### The exercise:
Copy the material below verbatim, starting at the line that contains "Tag every instance of the child" and ending at the line that contains "(1273, 216)", with both of those lines included.

[Records of labeled points]
■ ■ ■ ■

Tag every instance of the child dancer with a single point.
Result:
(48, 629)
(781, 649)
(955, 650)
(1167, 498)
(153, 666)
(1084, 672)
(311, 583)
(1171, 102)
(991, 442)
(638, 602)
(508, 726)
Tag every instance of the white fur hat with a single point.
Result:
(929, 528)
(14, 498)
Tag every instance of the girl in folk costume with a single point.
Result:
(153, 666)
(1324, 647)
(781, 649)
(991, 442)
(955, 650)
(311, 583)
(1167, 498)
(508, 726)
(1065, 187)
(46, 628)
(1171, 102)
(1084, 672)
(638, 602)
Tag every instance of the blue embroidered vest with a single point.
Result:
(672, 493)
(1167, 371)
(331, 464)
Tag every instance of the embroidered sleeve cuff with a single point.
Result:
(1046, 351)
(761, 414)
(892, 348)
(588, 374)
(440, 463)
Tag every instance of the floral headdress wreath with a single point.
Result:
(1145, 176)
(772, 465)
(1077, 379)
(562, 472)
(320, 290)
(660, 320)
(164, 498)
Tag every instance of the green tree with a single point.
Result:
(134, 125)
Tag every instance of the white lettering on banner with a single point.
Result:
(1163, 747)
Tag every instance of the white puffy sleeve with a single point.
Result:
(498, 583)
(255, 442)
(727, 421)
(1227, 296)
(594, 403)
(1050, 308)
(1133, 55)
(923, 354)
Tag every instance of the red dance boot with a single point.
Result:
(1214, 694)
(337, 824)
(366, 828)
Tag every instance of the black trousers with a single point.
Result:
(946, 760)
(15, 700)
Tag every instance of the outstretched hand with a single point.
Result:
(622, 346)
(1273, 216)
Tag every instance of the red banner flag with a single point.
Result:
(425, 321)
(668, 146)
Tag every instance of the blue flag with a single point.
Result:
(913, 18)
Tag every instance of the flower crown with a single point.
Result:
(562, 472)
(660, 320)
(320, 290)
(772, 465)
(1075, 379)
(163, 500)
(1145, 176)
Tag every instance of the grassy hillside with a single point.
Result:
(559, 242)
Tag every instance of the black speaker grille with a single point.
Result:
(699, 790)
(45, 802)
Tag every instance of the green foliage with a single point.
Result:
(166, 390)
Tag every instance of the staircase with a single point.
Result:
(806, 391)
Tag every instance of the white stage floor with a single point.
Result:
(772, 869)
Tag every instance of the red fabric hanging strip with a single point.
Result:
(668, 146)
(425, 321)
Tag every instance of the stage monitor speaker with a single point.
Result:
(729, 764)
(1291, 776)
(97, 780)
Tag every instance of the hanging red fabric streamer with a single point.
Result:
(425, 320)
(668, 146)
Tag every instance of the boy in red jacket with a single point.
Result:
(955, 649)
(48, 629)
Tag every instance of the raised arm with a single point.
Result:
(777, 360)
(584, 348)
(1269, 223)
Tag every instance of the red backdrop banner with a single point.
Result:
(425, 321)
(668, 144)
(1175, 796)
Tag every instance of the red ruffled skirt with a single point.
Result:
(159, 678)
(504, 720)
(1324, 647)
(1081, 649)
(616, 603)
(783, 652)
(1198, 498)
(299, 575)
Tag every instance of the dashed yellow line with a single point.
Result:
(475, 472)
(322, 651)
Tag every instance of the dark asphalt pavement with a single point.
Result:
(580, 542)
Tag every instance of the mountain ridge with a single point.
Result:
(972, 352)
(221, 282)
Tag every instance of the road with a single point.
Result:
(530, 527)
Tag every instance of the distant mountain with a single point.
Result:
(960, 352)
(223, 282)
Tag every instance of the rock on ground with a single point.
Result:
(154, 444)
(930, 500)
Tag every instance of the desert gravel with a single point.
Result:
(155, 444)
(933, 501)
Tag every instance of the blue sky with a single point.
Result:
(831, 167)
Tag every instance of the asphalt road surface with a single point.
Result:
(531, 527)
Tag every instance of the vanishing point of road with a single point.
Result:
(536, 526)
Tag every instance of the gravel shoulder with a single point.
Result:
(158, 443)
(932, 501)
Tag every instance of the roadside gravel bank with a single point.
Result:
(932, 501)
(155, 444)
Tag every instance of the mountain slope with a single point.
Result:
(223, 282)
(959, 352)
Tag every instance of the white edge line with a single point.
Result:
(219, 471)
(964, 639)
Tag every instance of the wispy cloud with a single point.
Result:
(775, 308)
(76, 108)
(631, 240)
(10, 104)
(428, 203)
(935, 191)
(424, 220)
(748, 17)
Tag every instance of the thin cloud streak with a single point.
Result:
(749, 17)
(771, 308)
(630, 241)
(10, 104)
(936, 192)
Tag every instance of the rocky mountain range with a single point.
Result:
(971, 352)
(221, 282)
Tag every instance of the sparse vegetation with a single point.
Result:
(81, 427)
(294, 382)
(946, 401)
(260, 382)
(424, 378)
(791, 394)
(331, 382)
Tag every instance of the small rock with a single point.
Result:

■ ■ ■ ■

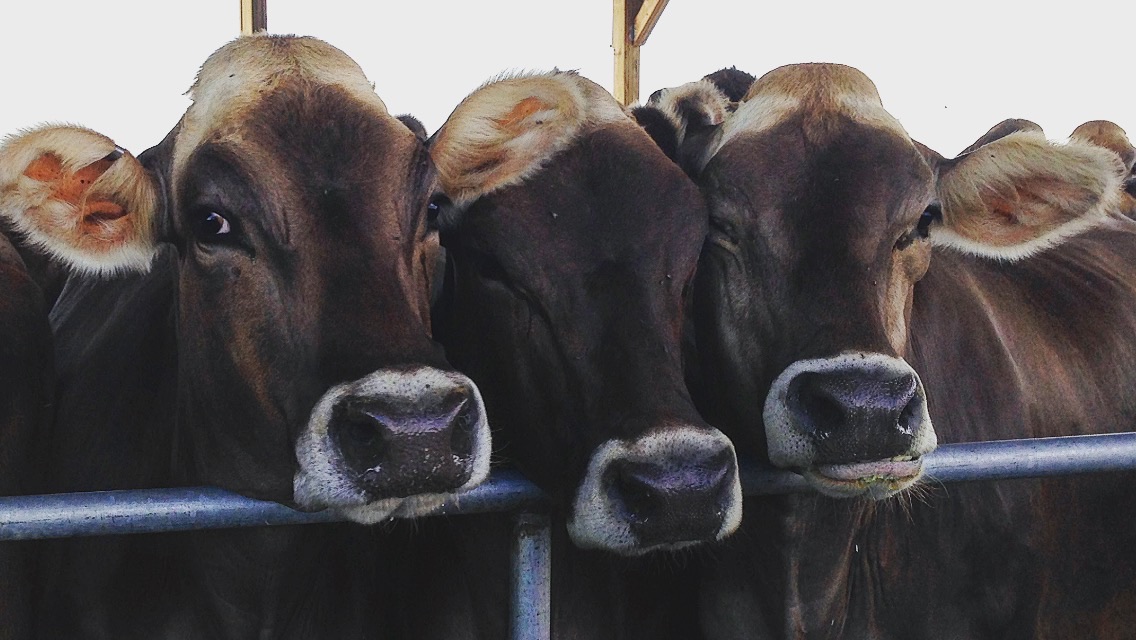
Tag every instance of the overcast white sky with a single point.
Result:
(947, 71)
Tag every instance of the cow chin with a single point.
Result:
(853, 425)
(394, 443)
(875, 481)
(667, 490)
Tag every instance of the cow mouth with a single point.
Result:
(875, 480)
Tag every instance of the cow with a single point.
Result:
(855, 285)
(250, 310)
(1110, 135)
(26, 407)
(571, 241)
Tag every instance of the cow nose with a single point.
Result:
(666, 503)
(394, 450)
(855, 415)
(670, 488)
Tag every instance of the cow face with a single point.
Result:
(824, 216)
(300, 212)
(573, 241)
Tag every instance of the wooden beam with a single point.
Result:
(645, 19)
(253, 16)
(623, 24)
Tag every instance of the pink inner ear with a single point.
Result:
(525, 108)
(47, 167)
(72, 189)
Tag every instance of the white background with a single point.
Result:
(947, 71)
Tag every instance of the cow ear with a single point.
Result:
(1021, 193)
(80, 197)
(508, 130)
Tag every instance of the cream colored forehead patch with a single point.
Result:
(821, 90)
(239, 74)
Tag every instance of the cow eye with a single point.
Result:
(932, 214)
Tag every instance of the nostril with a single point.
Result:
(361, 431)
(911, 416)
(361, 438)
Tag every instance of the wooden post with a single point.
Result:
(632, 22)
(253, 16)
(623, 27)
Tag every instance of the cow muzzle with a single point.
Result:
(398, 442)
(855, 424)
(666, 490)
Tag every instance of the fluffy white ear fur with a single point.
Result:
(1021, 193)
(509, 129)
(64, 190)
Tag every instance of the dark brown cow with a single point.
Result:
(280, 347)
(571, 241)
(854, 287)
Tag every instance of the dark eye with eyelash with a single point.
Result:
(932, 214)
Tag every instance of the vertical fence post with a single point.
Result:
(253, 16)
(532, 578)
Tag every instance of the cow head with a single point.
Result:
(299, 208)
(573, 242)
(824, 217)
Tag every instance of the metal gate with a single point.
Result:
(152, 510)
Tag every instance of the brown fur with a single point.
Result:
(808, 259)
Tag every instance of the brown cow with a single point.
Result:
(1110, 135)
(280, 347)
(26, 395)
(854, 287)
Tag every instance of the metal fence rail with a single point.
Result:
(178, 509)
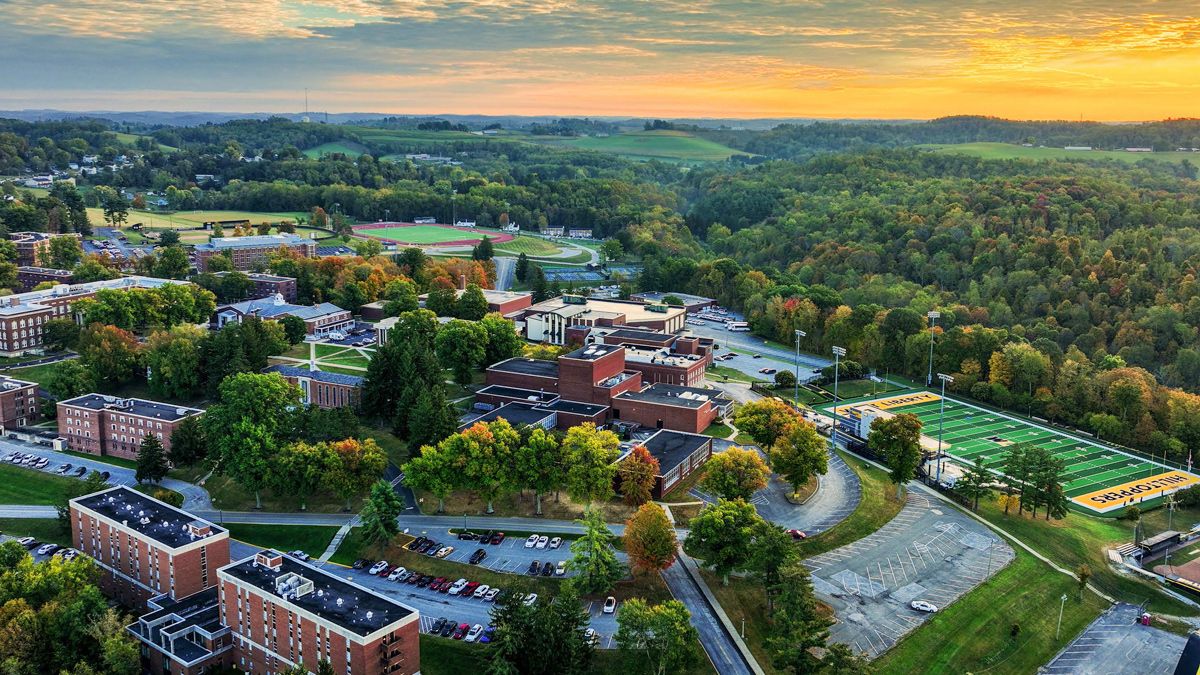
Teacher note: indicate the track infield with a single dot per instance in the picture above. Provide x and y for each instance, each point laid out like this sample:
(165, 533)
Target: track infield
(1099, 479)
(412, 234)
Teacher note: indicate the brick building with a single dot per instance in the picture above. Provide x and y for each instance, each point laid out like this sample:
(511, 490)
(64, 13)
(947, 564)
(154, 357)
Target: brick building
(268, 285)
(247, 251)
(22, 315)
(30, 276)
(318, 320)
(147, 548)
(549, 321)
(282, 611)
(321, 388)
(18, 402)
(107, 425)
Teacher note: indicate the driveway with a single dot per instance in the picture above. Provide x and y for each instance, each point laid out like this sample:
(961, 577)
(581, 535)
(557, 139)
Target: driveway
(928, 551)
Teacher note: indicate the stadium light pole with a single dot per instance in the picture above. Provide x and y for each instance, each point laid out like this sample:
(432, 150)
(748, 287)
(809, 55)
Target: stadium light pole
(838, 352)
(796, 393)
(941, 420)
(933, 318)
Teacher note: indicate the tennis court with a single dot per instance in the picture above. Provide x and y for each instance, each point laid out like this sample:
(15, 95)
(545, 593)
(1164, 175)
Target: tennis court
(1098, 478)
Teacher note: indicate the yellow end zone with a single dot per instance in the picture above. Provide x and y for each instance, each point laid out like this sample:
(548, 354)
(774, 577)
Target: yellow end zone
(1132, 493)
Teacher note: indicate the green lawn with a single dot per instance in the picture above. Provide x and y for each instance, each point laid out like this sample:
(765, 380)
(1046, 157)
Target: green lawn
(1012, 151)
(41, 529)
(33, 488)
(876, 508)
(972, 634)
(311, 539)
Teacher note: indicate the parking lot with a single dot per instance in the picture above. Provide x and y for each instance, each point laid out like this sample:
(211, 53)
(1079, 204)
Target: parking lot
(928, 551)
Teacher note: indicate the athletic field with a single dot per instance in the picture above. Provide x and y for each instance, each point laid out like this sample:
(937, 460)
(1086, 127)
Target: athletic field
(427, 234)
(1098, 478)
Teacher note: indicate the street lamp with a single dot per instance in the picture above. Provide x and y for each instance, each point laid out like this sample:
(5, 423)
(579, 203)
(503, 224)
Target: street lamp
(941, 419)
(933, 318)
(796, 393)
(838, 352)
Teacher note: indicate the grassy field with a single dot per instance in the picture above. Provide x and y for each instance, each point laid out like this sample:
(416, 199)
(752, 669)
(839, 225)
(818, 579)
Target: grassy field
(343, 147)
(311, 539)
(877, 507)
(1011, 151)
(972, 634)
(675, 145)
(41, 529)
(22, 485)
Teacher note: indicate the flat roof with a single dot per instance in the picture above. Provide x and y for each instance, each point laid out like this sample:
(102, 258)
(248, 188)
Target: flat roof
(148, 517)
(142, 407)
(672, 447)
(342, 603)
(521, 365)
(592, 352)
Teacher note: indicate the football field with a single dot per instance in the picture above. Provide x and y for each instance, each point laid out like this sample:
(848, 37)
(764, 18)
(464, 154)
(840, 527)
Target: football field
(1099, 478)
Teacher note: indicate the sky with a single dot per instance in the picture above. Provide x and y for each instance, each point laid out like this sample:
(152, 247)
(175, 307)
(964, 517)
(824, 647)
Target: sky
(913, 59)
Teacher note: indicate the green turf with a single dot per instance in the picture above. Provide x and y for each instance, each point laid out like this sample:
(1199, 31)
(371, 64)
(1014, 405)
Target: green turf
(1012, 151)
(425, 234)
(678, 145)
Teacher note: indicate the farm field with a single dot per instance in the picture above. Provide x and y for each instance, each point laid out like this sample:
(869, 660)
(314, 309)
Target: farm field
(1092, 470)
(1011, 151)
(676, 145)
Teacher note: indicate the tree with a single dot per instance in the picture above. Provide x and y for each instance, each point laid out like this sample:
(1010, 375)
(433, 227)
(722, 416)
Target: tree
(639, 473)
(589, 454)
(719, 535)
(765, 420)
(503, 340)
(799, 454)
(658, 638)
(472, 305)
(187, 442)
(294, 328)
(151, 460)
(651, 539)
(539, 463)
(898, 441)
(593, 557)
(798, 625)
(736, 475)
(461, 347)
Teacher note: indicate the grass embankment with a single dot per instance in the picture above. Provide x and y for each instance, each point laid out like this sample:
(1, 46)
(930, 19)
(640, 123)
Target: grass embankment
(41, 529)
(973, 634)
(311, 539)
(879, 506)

■ ■ ■ ■

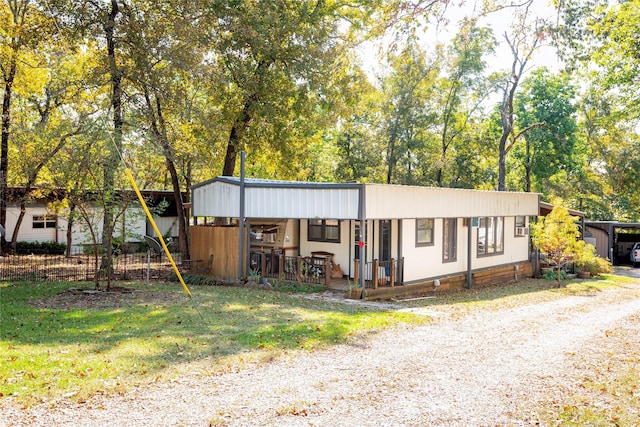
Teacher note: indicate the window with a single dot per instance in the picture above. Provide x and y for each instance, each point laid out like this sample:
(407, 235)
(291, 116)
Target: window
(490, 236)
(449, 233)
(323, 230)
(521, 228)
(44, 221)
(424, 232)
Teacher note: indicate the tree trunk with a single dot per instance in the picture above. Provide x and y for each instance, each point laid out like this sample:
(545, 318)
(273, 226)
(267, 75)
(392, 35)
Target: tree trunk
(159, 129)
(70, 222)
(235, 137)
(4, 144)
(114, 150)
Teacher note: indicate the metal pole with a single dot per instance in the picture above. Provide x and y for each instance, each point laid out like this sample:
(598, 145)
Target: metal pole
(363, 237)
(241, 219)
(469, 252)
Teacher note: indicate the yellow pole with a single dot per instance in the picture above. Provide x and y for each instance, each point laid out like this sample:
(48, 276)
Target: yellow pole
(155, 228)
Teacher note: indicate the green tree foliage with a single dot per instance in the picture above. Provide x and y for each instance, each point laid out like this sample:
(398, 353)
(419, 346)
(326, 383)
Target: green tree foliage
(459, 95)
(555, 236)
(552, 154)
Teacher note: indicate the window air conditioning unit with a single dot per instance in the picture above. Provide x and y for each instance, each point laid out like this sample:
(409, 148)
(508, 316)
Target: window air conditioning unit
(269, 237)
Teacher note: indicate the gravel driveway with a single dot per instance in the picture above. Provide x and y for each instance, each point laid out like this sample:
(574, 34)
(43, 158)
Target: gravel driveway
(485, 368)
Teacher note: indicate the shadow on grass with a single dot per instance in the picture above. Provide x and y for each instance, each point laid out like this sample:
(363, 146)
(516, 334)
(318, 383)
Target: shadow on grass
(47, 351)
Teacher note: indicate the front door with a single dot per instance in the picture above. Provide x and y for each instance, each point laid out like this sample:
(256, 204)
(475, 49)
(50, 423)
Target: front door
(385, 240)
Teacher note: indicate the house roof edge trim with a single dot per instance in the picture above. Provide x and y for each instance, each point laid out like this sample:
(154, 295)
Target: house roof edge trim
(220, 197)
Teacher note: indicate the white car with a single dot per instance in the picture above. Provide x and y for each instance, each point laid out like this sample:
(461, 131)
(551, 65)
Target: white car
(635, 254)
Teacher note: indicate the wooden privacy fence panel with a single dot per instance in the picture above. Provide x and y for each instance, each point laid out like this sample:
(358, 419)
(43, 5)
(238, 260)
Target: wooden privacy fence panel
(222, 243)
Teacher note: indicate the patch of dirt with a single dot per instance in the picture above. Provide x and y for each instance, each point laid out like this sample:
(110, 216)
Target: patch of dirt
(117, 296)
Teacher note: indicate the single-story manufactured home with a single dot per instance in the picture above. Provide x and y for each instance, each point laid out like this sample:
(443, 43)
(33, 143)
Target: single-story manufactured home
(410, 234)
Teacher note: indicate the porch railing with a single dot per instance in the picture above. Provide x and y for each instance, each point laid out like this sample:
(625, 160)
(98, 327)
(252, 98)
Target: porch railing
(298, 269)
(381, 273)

■ ■ ■ ■

### Solution to the problem:
Tag every instance of the child dancer with a single point.
Result:
(48, 629)
(781, 649)
(955, 650)
(1167, 498)
(153, 666)
(1084, 672)
(311, 583)
(1171, 102)
(991, 442)
(638, 602)
(508, 726)
Tag every instance of the white fur hat with a single point.
Result:
(929, 528)
(14, 498)
Tag every instance of the girl in folk costume with a single point.
Result:
(153, 666)
(1324, 647)
(781, 649)
(991, 442)
(955, 650)
(311, 583)
(1167, 498)
(508, 726)
(1065, 187)
(46, 628)
(1171, 102)
(1084, 672)
(638, 602)
Tag every instance of the blue embroidered vest with a single point.
Result:
(672, 493)
(1167, 371)
(331, 464)
Tag every instance of the embroidered sleeve cuff with a single point.
Result:
(1046, 351)
(761, 414)
(892, 348)
(588, 374)
(440, 463)
Tag every instance of the floral headdress wreath with a single point.
Result:
(1145, 176)
(772, 465)
(1077, 379)
(562, 472)
(320, 290)
(660, 320)
(164, 498)
Tag every instance of the green tree with a single point.
Result:
(134, 125)
Tag every instance of the white lettering on banner with a single point.
Result:
(1163, 747)
Tag every instance of the white puffy sleeve with a single point.
Result:
(498, 583)
(255, 442)
(727, 421)
(1227, 296)
(594, 403)
(1050, 308)
(1133, 55)
(923, 354)
Tag every instance of the red dance boot with a single point.
Result:
(1214, 694)
(337, 824)
(366, 828)
Tag every instance of the black trousers with a single point.
Result:
(946, 760)
(15, 700)
Tag every instance of the outstretched hand with a single point.
Result:
(622, 346)
(1273, 216)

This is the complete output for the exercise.